Retype the line containing "foliage in the photo above." and each later line through the end of the listing, exactly as written, with no other lines.

→ DATASET RECORDS
§ §
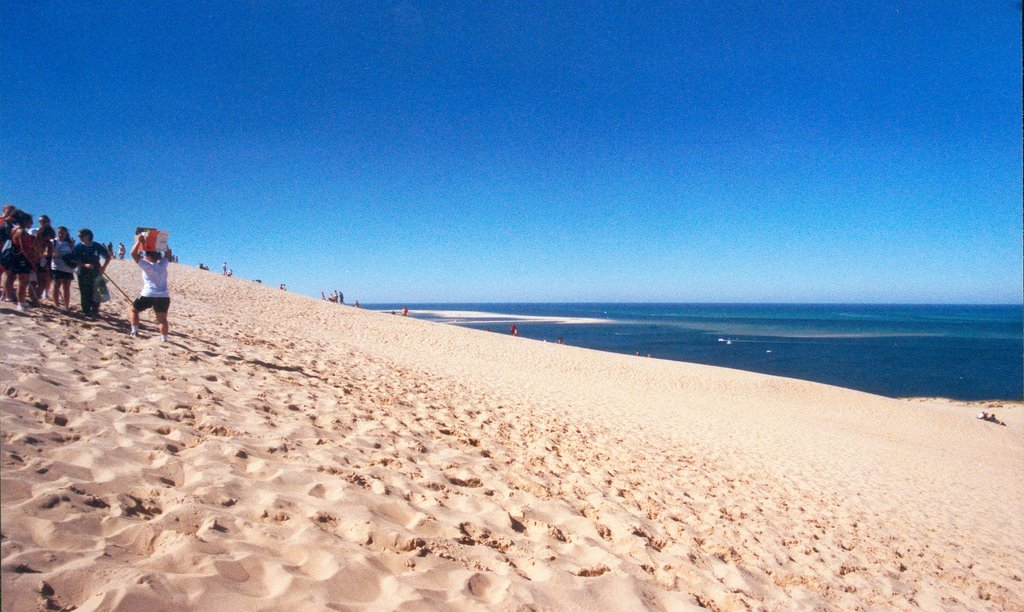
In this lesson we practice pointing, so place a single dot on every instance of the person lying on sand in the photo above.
(989, 417)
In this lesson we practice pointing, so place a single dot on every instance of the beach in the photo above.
(282, 451)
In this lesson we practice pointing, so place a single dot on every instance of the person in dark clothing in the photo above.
(87, 255)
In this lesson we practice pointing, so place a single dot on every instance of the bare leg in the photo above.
(162, 323)
(23, 288)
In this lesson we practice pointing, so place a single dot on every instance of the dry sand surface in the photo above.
(283, 452)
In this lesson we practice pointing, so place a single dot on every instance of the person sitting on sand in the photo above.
(990, 417)
(155, 294)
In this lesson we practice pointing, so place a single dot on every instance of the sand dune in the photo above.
(283, 452)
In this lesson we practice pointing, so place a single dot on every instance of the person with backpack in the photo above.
(59, 269)
(6, 276)
(18, 254)
(87, 255)
(45, 235)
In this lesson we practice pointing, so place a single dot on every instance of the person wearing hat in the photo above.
(155, 293)
(87, 255)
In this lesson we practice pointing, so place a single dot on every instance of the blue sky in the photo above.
(415, 151)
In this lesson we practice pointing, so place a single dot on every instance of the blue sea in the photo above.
(960, 352)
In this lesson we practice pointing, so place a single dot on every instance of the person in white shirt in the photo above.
(155, 294)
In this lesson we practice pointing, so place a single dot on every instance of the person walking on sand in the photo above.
(44, 244)
(87, 255)
(24, 259)
(59, 270)
(155, 293)
(6, 274)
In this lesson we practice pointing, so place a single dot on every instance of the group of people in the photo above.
(42, 261)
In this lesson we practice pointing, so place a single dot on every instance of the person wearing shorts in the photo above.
(155, 293)
(59, 270)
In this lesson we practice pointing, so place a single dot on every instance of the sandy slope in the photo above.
(285, 452)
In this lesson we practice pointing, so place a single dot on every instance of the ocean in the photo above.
(961, 352)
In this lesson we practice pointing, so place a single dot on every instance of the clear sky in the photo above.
(411, 151)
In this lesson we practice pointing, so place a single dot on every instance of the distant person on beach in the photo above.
(6, 225)
(155, 294)
(990, 418)
(87, 256)
(59, 270)
(44, 244)
(23, 259)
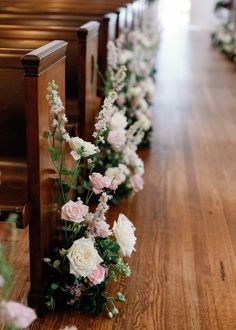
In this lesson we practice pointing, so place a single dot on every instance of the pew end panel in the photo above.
(13, 167)
(41, 66)
(89, 103)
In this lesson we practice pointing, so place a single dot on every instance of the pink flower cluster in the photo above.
(99, 182)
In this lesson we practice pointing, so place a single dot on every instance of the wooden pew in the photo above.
(82, 52)
(13, 165)
(89, 10)
(107, 31)
(41, 66)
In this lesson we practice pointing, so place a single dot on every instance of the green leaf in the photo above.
(55, 153)
(120, 296)
(54, 286)
(65, 171)
(56, 264)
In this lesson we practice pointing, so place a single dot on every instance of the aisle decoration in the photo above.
(13, 315)
(136, 50)
(225, 33)
(88, 252)
(118, 142)
(131, 73)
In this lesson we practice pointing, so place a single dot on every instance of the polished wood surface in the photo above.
(41, 67)
(184, 268)
(21, 36)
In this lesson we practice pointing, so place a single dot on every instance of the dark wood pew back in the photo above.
(85, 36)
(41, 66)
(13, 169)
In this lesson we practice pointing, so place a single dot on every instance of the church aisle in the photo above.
(184, 266)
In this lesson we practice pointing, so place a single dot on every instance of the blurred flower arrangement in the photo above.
(224, 36)
(88, 254)
(131, 73)
(13, 315)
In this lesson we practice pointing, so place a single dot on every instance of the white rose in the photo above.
(116, 175)
(124, 230)
(118, 121)
(125, 56)
(74, 211)
(145, 122)
(116, 139)
(143, 105)
(135, 91)
(81, 148)
(17, 315)
(83, 257)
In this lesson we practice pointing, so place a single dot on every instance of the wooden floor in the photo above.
(184, 270)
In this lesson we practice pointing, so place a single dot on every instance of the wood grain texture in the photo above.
(184, 268)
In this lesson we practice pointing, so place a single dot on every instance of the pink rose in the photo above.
(99, 229)
(99, 182)
(136, 182)
(120, 100)
(98, 275)
(74, 211)
(16, 314)
(117, 139)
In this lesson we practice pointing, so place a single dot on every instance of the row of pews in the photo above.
(43, 41)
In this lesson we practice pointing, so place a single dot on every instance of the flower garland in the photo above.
(131, 70)
(88, 253)
(118, 159)
(224, 36)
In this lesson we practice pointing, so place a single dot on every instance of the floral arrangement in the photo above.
(131, 70)
(224, 39)
(118, 142)
(88, 252)
(225, 33)
(137, 51)
(13, 315)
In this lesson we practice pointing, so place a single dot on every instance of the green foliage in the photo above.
(55, 153)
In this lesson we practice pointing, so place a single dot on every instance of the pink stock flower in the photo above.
(117, 139)
(16, 314)
(98, 275)
(99, 229)
(99, 182)
(120, 100)
(74, 211)
(136, 182)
§ §
→ WORKED SOLUTION
In this lesson we practice pointing, so place a single dot on every instance of the green foliage in the photo above.
(55, 153)
In this lesson we practice pointing, so place a single dot on every instance of the pink stock flower in the photo above.
(117, 139)
(16, 314)
(98, 275)
(99, 229)
(99, 182)
(120, 100)
(74, 211)
(136, 182)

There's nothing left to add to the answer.